══ Data for this task

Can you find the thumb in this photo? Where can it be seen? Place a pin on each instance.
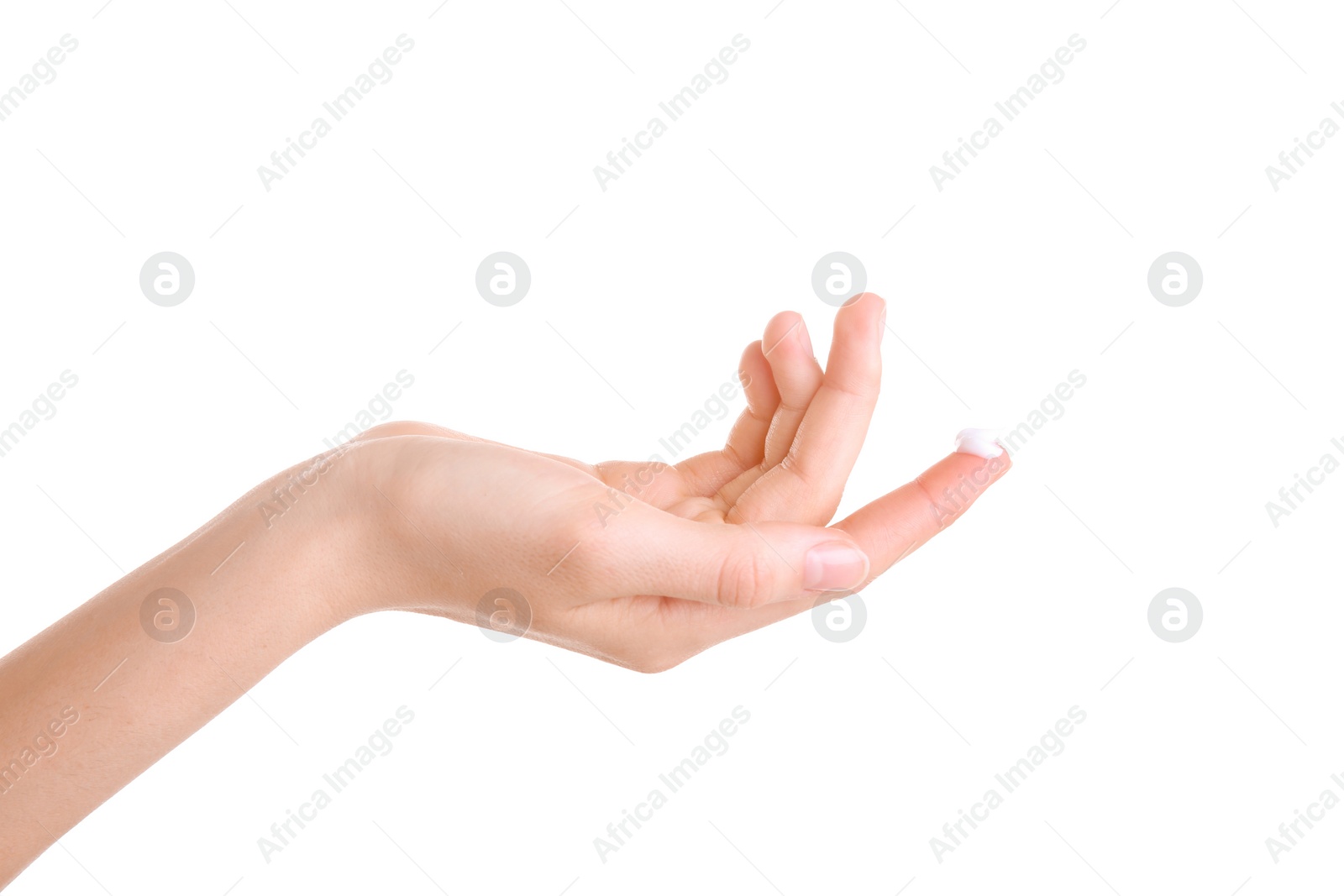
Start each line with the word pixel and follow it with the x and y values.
pixel 729 564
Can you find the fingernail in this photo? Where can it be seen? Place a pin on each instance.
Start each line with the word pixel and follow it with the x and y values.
pixel 833 566
pixel 979 443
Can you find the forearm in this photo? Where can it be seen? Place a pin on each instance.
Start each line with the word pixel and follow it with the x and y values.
pixel 104 694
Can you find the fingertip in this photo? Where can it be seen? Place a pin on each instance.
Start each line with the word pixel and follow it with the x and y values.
pixel 781 327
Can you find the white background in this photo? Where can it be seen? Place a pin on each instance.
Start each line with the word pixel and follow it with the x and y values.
pixel 1025 268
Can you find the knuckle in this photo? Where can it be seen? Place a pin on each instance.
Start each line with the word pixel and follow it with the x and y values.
pixel 746 580
pixel 651 658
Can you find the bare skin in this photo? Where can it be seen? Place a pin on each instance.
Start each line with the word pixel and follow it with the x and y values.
pixel 412 516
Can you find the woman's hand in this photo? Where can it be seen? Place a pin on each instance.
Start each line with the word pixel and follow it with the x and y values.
pixel 645 564
pixel 640 564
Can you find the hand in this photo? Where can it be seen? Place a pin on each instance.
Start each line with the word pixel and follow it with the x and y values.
pixel 647 564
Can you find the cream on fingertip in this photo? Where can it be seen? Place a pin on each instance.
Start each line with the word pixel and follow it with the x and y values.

════

**What is expected:** Reproduce every line of the records above word for word, omitting the pictures.

**Solution for this exercise:**
Can you find the thumb in this photo? Where can it be seen? Place a pin on each instance.
Start each line with the word pixel and follow it with the x and y values.
pixel 729 564
Can you find the fingernail in this photo? Where can it be seen? Place a pin on each instance.
Start each line with the word pixel and follow it with the x and y values.
pixel 833 566
pixel 979 443
Can you find the forearm in this photo? Where can it be seen? Place a pin on each instance.
Start each line with the word pixel and follow it with the x and y values.
pixel 104 694
Can you find the fingertip in this photo? Where can it be seen? Place a pin on each instance.
Start each line with the word pixel and follow it with the x and y values.
pixel 781 327
Can you find the white background in this photo? Where can it be seen? Place a pin on each instance.
Start each line with the word pixel and follow it with the x and y values.
pixel 1025 268
Can you find the knuckle in this photo? Where can it be seen? Place a pin on each instance.
Start each line with the word pixel and follow it with the x and y values.
pixel 746 580
pixel 651 658
Can you find the bare skin in this photo? Where can it be seen? Place a pin on each instance.
Start each line with the word pixel and follow it with the x and y values.
pixel 412 516
Can you find the woman's hand in this photo? Where can it be seen? Place a pin on each instance.
Start each line with the word pixel and follow it with the x and y values.
pixel 645 564
pixel 640 564
Can you find the hand in this photo? Where can it be seen? Place a pin on each instance.
Start each line with the word pixel and follow it with the x and y values.
pixel 647 564
Can you find the cream on fingertip in this photo? Where can it be seen? Place a pin on each instance.
Start each line with the word pixel and follow it with the x and y values.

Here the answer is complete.